[Task statement] Can you turn each line of the listing below into a Markdown table with the columns Row and Line, numbering the rows and skipping any blank lines?

[Records for this exercise]

◆ ◆ ◆

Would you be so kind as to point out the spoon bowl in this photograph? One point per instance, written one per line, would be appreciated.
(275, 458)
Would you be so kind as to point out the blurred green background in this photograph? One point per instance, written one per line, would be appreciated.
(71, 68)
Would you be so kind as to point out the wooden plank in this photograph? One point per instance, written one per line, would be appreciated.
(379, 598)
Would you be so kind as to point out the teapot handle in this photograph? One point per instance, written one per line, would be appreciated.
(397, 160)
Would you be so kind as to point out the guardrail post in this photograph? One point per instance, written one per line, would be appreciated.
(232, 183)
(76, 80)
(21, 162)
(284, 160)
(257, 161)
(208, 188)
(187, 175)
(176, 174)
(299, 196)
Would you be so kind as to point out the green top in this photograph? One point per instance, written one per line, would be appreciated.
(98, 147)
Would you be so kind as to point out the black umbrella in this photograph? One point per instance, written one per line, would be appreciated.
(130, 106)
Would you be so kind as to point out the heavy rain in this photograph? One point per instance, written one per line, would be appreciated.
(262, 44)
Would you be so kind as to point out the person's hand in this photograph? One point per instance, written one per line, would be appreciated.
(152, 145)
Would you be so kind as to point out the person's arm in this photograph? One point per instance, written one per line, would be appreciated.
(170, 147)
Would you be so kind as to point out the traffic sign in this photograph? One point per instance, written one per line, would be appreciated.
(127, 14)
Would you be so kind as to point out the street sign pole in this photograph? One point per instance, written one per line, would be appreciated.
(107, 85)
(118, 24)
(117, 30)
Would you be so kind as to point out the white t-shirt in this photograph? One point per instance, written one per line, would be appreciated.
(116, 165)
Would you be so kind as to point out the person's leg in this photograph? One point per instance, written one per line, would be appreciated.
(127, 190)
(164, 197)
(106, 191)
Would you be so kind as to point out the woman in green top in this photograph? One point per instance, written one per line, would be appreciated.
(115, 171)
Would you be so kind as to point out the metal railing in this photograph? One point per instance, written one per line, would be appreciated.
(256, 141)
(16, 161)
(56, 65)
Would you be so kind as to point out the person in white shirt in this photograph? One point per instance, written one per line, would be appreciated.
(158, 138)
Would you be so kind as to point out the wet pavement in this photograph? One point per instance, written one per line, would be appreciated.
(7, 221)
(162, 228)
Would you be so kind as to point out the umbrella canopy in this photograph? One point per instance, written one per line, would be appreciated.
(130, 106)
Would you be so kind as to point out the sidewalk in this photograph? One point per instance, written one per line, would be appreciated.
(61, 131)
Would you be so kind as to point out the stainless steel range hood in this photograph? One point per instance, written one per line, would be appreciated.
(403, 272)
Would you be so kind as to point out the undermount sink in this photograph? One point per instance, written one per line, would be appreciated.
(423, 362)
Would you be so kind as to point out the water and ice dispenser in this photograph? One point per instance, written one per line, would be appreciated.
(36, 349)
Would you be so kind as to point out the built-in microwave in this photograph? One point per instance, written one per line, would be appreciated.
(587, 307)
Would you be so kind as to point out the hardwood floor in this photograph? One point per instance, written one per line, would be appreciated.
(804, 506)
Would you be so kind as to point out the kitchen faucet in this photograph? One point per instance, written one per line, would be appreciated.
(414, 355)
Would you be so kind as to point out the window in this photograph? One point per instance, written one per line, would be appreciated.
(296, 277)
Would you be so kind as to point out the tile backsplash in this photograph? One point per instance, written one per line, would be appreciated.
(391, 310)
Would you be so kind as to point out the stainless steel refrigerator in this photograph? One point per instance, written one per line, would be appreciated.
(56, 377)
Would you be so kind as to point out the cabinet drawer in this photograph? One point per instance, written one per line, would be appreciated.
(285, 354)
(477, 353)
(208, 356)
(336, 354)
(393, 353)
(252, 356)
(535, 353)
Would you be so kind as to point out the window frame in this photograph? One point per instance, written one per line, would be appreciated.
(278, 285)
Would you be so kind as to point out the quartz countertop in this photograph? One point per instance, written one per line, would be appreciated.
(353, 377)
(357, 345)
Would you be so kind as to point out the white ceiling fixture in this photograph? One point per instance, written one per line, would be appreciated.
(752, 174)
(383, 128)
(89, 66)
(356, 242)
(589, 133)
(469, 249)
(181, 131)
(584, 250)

◆ ◆ ◆

[Finished answer]
| Row | Line |
|---|---|
| 1 | Would you be so kind as to point out the spoon bowl in this photograph? One point per instance, written one per line, would be appreciated. |
| 2 | (275, 458) |
| 3 | Would you be so kind as to point out the blurred green background in this photograph? One point per instance, written one per line, would be appreciated. |
| 4 | (71, 68) |
| 5 | Would you be so kind as to point out the wooden plank in this photograph? One point per instance, written one per line, would be appreciated. |
| 6 | (379, 598) |
| 7 | Would you be so kind as to point out the teapot handle in this photograph? One point per instance, written one per line, would be appreciated. |
| 8 | (397, 160) |
| 9 | Would you be so kind as to point out the guardrail post in this photograph? One point per instance, written one per line, would be appreciated. |
| 10 | (232, 183) |
| 11 | (76, 80) |
| 12 | (21, 162) |
| 13 | (284, 160) |
| 14 | (257, 161) |
| 15 | (208, 188) |
| 16 | (187, 175) |
| 17 | (176, 174) |
| 18 | (299, 196) |
| 19 | Would you be so kind as to point out the green top in this photograph? One point per instance, written one per line, would be appreciated. |
| 20 | (98, 147) |
| 21 | Would you be so kind as to point out the black umbrella in this photograph? One point per instance, written one per line, would be appreciated. |
| 22 | (130, 106) |
| 23 | Would you be so kind as to point out the heavy rain in this photograph? One point per instance, written one per line, would be appreciated. |
| 24 | (262, 44) |
| 25 | Would you be so kind as to point out the person's hand in this photograph? One point per instance, written one per line, would be appreciated. |
| 26 | (152, 145) |
| 27 | Would you be so kind as to point out the person's arm in this photograph? One point per instance, written one per line, would be appreciated. |
| 28 | (170, 147) |
| 29 | Would you be so kind as to point out the traffic sign in this photograph? One point per instance, written one per line, would be appreciated. |
| 30 | (127, 14) |
| 31 | Would you be so kind as to point out the street sign pole in this photograph? One point per instance, written one per line, would be appreciated. |
| 32 | (107, 85) |
| 33 | (118, 24) |
| 34 | (117, 30) |
| 35 | Would you be so kind as to point out the white t-shirt in this photograph? One point per instance, written one per line, would be appreciated. |
| 36 | (116, 165) |
| 37 | Would you be so kind as to point out the person's leg in this photograph? One point per instance, written one per line, would be appreciated. |
| 38 | (127, 190) |
| 39 | (164, 197) |
| 40 | (106, 191) |
| 41 | Would you be so kind as to point out the woman in green top in this photograph? One point per instance, written one per line, would be appreciated. |
| 42 | (115, 171) |
| 43 | Would you be so kind as to point out the metal railing in this photograph? One point per instance, written one per line, would be appreciated. |
| 44 | (256, 141) |
| 45 | (16, 161) |
| 46 | (56, 65) |
| 47 | Would you be so kind as to point out the person in white shirt in this photograph? One point per instance, written one per line, would be appreciated. |
| 48 | (158, 138) |
| 49 | Would you be so kind as to point out the wet pavement in this photograph? One point per instance, written one per line, would be appreciated. |
| 50 | (7, 221) |
| 51 | (162, 228) |
| 52 | Would you be so kind as to point out the umbrella canopy in this photograph? One point per instance, written one per line, would be appreciated. |
| 53 | (130, 106) |
| 54 | Would you be so kind as to point out the sidewalk in this photograph? One point per instance, written one per line, would be appreciated. |
| 55 | (61, 131) |
| 56 | Would you be so kind as to point out the stainless steel range hood in this photograph? One point per instance, written one per line, would be appreciated. |
| 57 | (403, 272) |
| 58 | Would you be so kind as to point out the undermount sink in this photograph? One point per instance, written one per line, would be appreciated. |
| 59 | (423, 362) |
| 60 | Would you be so kind as to point out the water and ice dispenser in this photograph? One point per instance, written one per line, would be appreciated. |
| 61 | (36, 349) |
| 62 | Would you be so kind as to point out the built-in microwave in this photograph? One point per instance, written one per line, would be appreciated. |
| 63 | (587, 307) |
| 64 | Would you be so kind as to point out the hardwood floor in this photograph? One point per instance, written one per line, would be appreciated. |
| 65 | (804, 506) |
| 66 | Would you be so kind as to point out the kitchen faucet in this photograph? One point per instance, written one per line, would be appreciated. |
| 67 | (414, 355) |
| 68 | Would you be so kind as to point out the window in this photograph? One point per instance, written one per line, would be appreciated. |
| 69 | (296, 277) |
| 70 | Would you be so kind as to point out the tile backsplash in this photograph? One point per instance, written one per line, would be appreciated. |
| 71 | (391, 310) |
| 72 | Would you be so kind as to point out the stainless steel refrigerator in this photograph? One point per instance, written one per line, would be appreciated. |
| 73 | (56, 377) |
| 74 | Would you be so kind as to point out the cabinet drawer in this photograph? One point per instance, written one per line, would be appreciated. |
| 75 | (285, 354) |
| 76 | (477, 353) |
| 77 | (208, 356) |
| 78 | (336, 354) |
| 79 | (393, 353) |
| 80 | (252, 356) |
| 81 | (535, 353) |
| 82 | Would you be so kind as to point out the window frame in this photograph? One point per instance, written one per line, would be appreciated. |
| 83 | (278, 285) |
| 84 | Would you be so kind as to point out the quartz countertop in this photograph? One point per instance, written one per line, would be appreciated. |
| 85 | (353, 377) |
| 86 | (357, 345) |
| 87 | Would you be so kind as to point out the white ceiling fixture in this photograph? One point per instance, written one per line, would be appreciated. |
| 88 | (752, 174) |
| 89 | (383, 128) |
| 90 | (89, 66) |
| 91 | (356, 242) |
| 92 | (589, 133) |
| 93 | (469, 249) |
| 94 | (181, 131) |
| 95 | (584, 250) |